● Desafio 1
Devolva todas as linhas das entradas em que aparece a palavra "shirt".

● Trecho selecionado
□ □ □
Oportunidade para uma luta contra o sistema e a oposição do “mainstream”. Está lançado o desafio presidencial que preencherá o espaço pós-restrições, no processo de retorno aos hábitos políticos antigos. Oportunidade para uma sucessão de candidatos que tenderão a radicalizar o discurso para se distinguir dos que ocupam o centro da discussão política.

Em paralelo, movimentam-se os partidos que temem perder presença. O PCP buscará na rua o alargamento da conflitualidade social e a Festa do Avante será apenas mais um pretexto na construção do protesto contra o orçamento de 2021. Ano de presidência europeia de Portugal, ano de eleições autárquicas e ano de potencial remodelação de um governo que se mostra cansado antes de começar a governar. O Bloco, espreitando o acesso ao governo, ensaiará discurso de crítica severa e interessante disponibilidade.

Os jogos florentinos de poder começaram, porventura, demasiado cedo. Quem os lançou não poderá lamentar os resultados obtidos. Tal dizia Maquiavel, um governante que não calcula uma determinada ação, pode ver o poder e a autoridade fugir-lhe. Ou perder a sua base de apoio natural e fiel. Tal como o surgimento de um vírus, também o resultado político destas ações pode ser imprevisivelmente doloroso.
□ □ □
● Entradas do exercício
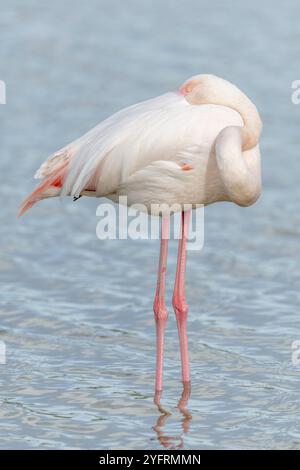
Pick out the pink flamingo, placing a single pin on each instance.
(198, 145)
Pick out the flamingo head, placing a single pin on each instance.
(201, 88)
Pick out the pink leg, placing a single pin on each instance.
(179, 301)
(159, 306)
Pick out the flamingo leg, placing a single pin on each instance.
(159, 306)
(179, 300)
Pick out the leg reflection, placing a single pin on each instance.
(175, 441)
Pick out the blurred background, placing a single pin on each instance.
(76, 313)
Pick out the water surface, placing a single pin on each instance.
(76, 313)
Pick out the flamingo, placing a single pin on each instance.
(196, 145)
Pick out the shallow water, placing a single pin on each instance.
(76, 313)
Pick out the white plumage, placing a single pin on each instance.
(144, 151)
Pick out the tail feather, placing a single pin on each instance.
(49, 187)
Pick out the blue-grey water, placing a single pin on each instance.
(75, 312)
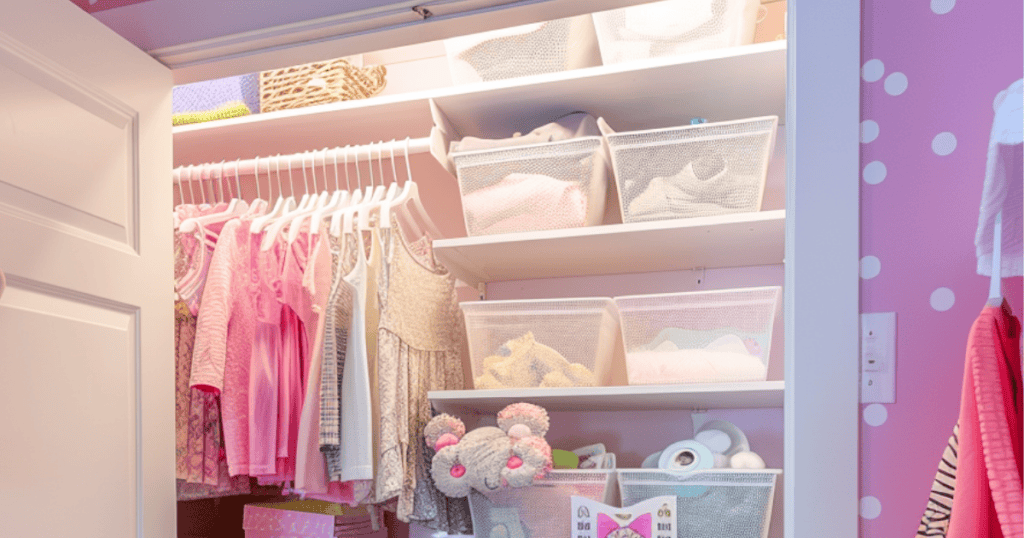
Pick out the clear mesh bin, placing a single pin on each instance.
(698, 337)
(691, 171)
(544, 342)
(675, 27)
(531, 188)
(541, 510)
(529, 49)
(710, 503)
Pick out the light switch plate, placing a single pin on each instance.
(878, 358)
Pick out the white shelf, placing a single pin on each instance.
(639, 398)
(724, 84)
(724, 241)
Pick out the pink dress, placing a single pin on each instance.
(224, 337)
(988, 493)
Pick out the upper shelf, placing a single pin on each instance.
(723, 241)
(720, 85)
(636, 398)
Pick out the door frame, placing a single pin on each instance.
(822, 225)
(822, 248)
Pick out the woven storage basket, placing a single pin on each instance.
(318, 83)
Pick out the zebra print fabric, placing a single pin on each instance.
(935, 523)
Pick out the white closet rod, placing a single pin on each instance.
(316, 158)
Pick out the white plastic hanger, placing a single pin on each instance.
(236, 208)
(338, 201)
(338, 216)
(409, 201)
(282, 206)
(995, 284)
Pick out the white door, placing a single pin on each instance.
(86, 330)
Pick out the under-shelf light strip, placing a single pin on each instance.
(312, 158)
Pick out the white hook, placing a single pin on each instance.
(394, 172)
(238, 180)
(409, 168)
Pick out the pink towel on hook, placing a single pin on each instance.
(988, 497)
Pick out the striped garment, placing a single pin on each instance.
(337, 323)
(935, 523)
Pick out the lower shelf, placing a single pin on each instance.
(633, 398)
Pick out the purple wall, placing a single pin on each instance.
(929, 68)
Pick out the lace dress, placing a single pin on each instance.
(421, 341)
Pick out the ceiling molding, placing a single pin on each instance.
(395, 25)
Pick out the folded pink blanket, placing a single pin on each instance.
(524, 202)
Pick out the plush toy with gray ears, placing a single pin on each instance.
(489, 458)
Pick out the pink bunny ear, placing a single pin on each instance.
(443, 430)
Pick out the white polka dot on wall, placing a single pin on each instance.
(870, 507)
(875, 172)
(869, 267)
(868, 131)
(944, 143)
(942, 7)
(942, 299)
(872, 70)
(876, 414)
(896, 83)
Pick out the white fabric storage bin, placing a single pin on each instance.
(709, 503)
(541, 510)
(674, 27)
(532, 188)
(698, 337)
(543, 342)
(530, 49)
(694, 170)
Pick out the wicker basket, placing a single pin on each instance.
(318, 83)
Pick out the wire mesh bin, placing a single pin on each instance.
(675, 27)
(544, 342)
(529, 49)
(541, 510)
(691, 171)
(702, 336)
(531, 188)
(709, 503)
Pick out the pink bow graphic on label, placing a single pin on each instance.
(606, 527)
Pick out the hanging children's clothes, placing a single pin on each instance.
(987, 499)
(225, 332)
(420, 347)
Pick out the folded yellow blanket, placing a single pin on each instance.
(229, 110)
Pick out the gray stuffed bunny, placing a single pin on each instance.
(489, 458)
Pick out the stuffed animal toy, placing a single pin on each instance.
(489, 458)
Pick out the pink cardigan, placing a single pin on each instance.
(987, 501)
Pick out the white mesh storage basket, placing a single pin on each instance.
(691, 171)
(541, 510)
(544, 342)
(698, 337)
(710, 503)
(529, 49)
(531, 188)
(674, 27)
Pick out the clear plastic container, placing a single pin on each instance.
(519, 51)
(544, 342)
(698, 337)
(675, 27)
(541, 510)
(709, 503)
(532, 188)
(694, 170)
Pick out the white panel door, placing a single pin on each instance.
(86, 350)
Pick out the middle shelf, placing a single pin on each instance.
(632, 398)
(723, 241)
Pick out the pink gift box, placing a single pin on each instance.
(263, 522)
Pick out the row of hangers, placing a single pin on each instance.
(348, 210)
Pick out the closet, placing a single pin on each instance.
(85, 189)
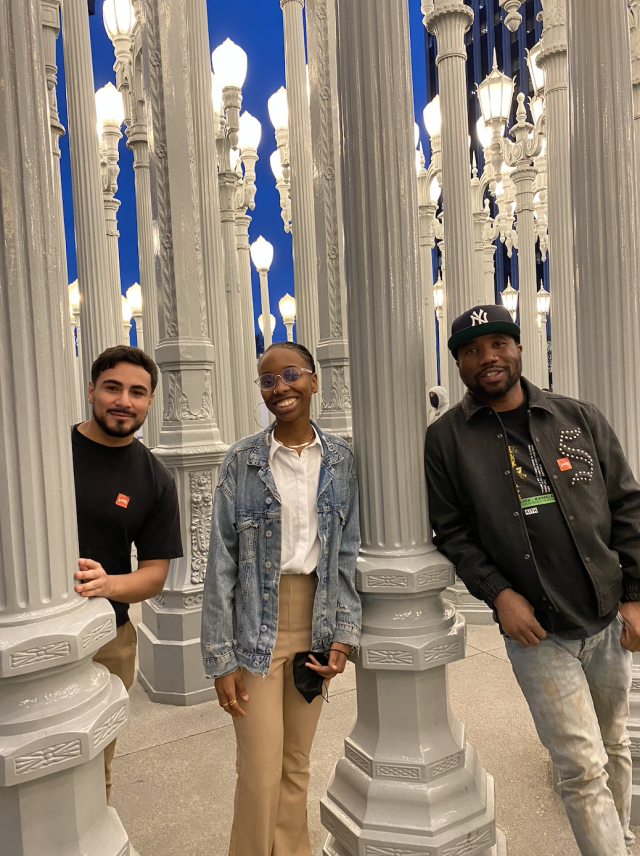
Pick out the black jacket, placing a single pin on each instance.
(476, 514)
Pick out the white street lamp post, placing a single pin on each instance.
(551, 58)
(449, 20)
(287, 306)
(134, 296)
(300, 155)
(262, 256)
(58, 708)
(100, 304)
(110, 115)
(230, 68)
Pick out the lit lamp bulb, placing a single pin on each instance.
(229, 64)
(279, 109)
(118, 17)
(510, 300)
(250, 132)
(272, 323)
(109, 107)
(261, 253)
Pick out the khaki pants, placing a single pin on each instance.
(119, 656)
(274, 740)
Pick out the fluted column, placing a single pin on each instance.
(553, 59)
(605, 235)
(100, 309)
(190, 445)
(333, 345)
(50, 17)
(58, 709)
(302, 205)
(408, 783)
(449, 20)
(212, 252)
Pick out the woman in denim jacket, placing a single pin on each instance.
(280, 580)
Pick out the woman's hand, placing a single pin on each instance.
(338, 654)
(229, 688)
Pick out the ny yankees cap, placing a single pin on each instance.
(480, 321)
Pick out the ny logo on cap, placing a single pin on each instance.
(479, 317)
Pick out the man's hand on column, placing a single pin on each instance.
(630, 613)
(517, 618)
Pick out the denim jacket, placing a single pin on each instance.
(240, 600)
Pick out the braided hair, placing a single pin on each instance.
(294, 346)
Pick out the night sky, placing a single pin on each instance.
(255, 25)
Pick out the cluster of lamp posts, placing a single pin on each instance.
(229, 62)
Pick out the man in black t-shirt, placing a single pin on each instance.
(531, 497)
(124, 496)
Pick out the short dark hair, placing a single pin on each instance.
(124, 354)
(294, 346)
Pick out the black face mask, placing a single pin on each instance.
(309, 683)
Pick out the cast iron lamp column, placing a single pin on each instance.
(408, 783)
(58, 709)
(333, 346)
(449, 20)
(305, 273)
(100, 304)
(170, 663)
(552, 59)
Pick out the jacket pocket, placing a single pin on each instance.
(247, 540)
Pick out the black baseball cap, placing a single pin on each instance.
(481, 321)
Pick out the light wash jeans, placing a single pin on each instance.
(578, 694)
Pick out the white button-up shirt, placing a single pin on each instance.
(296, 477)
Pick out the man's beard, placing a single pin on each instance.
(513, 374)
(119, 430)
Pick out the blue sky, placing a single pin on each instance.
(255, 25)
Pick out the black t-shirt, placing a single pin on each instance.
(563, 580)
(123, 495)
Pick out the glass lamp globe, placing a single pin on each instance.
(134, 296)
(276, 166)
(438, 293)
(510, 299)
(287, 306)
(543, 301)
(119, 17)
(216, 94)
(126, 310)
(272, 319)
(536, 73)
(495, 94)
(74, 297)
(261, 253)
(109, 106)
(279, 109)
(250, 131)
(432, 117)
(229, 64)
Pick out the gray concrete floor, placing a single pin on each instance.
(174, 766)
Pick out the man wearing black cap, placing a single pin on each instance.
(532, 499)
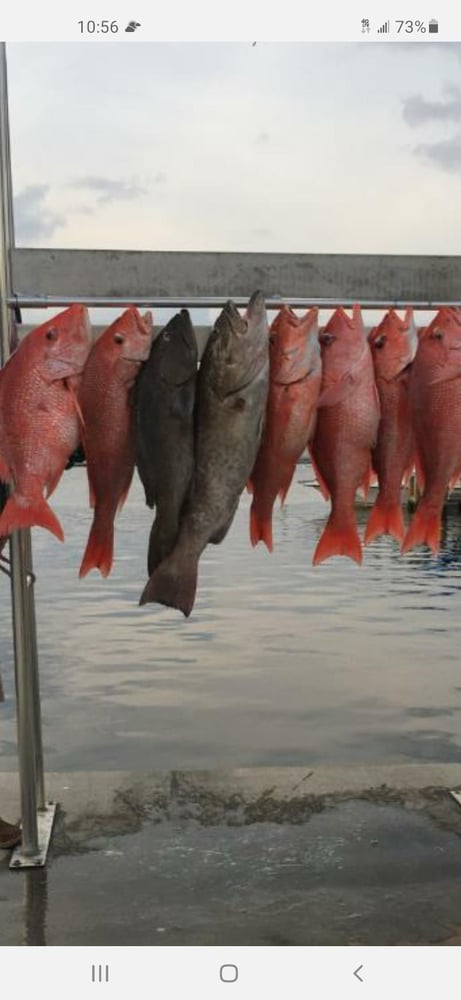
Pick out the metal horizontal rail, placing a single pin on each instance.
(203, 279)
(93, 302)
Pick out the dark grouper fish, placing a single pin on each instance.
(232, 391)
(165, 395)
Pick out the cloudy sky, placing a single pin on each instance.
(293, 147)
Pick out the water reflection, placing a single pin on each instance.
(279, 663)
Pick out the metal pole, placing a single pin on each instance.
(25, 649)
(203, 302)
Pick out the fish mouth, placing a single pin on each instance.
(133, 360)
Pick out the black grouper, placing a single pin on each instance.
(232, 392)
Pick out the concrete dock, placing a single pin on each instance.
(266, 856)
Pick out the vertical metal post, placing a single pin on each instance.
(25, 645)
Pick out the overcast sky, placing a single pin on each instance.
(295, 147)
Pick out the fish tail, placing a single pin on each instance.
(173, 585)
(385, 519)
(99, 552)
(339, 538)
(283, 491)
(22, 513)
(425, 529)
(261, 527)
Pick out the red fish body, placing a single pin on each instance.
□ □ □
● Desafio 2
Copie na íntegra, sem nenhuma alteração, o texto acima sobre a política portuguesa.

● Solução da tarefa 1
Pick out the man in black t-shirt, placing a single pin on each instance.
Pick out the white button-up shirt, placing a single pin on each instance.
Pick out the black t-shirt, placing a single pin on each instance.

● Solução da tarefa 2
Oportunidade para uma luta contra o sistema e a oposição do “mainstream”. Está lançado o desafio presidencial que preencherá o espaço pós-restrições, no processo de retorno aos hábitos políticos antigos. Oportunidade para uma sucessão de candidatos que tenderão a radicalizar o discurso para se distinguir dos que ocupam o centro da discussão política.

Em paralelo, movimentam-se os partidos que temem perder presença. O PCP buscará na rua o alargamento da conflitualidade social e a Festa do Avante será apenas mais um pretexto na construção do protesto contra o orçamento de 2021. Ano de presidência europeia de Portugal, ano de eleições autárquicas e ano de potencial remodelação de um governo que se mostra cansado antes de começar a governar. O Bloco, espreitando o acesso ao governo, ensaiará discurso de crítica severa e interessante disponibilidade.

Os jogos florentinos de poder começaram, porventura, demasiado cedo. Quem os lançou não poderá lamentar os resultados obtidos. Tal dizia Maquiavel, um governante que não calcula uma determinada ação, pode ver o poder e a autoridade fugir-lhe. Ou perder a sua base de apoio natural e fiel. Tal como o surgimento de um vírus, também o resultado político destas ações pode ser imprevisivelmente doloroso.